## Excerto da página
O som das moedas a bater umas nas outras e todas elas num recipiente metálico é quase ensurdecedor, como se fosse um jackpot industrial. Aqui, no entanto, não há nada de aleatório, e nem entram em campo a sorte e o azar, ou não fosse esta uma fábrica de dinheiro. No interior da Casa da Moeda, situada no coração de Lisboa, são produzidos milhões de euros, mas tudo é calculado ao cêntimo, e à unidade, antes de chegar às máquinas registadoras e aos bolsos das pessoas.

No fabrico de dinheiro, as mãos dos homens e das mulheres ainda são indispensáveis, embora, claramente, menos do que no século XIII, para onde remetem as origens do cunho de moeda em Portugal (as primeiras máquinas surgiram na segunda metade do século XVII). É a própria empresa que se define como sendo, “talvez”, o “mais antigo estabelecimento fabril do Estado português”, com laboração contínua. “As mais antigas notícias da sua existência como estrutura oficinal fixa datam do reinado de D. Dinis, quando ela se localizaria perto da ‘porta da Cruz’, a Santa Apolónia”, lê-se na descrição oficial da empresa, denominada de Imprensa Nacional – Casa da Moeda (INCM) desde 1972.

## O seu objetivo
Cite, sem qualquer alteração, o trecho do texto sobre a Casa da Moeda que começa em "O som das moedas" e segue até "bolsos das pessoas.". A listagem que vem a seguir não é necessária.

## Dados fornecidos
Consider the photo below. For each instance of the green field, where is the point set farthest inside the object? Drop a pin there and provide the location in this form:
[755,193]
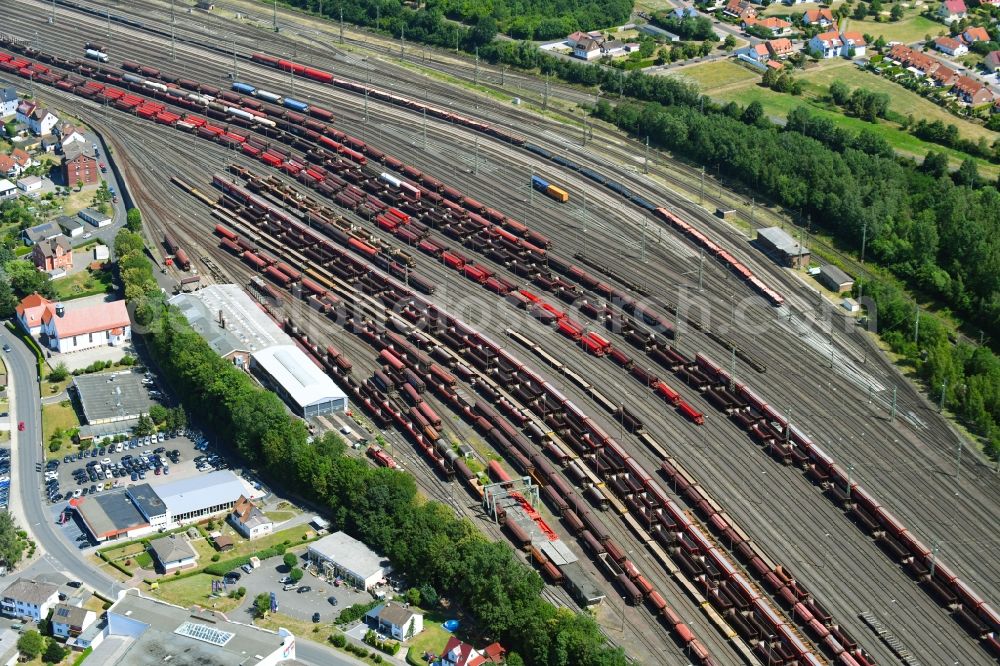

## Resposta do exercício
O som das moedas a bater umas nas outras e todas elas num recipiente metálico é quase ensurdecedor, como se fosse um jackpot industrial. Aqui, no entanto, não há nada de aleatório, e nem entram em campo a sorte e o azar, ou não fosse esta uma fábrica de dinheiro. No interior da Casa da Moeda, situada no coração de Lisboa, são produzidos milhões de euros, mas tudo é calculado ao cêntimo, e à unidade, antes de chegar às máquinas registadoras e aos bolsos das pessoas.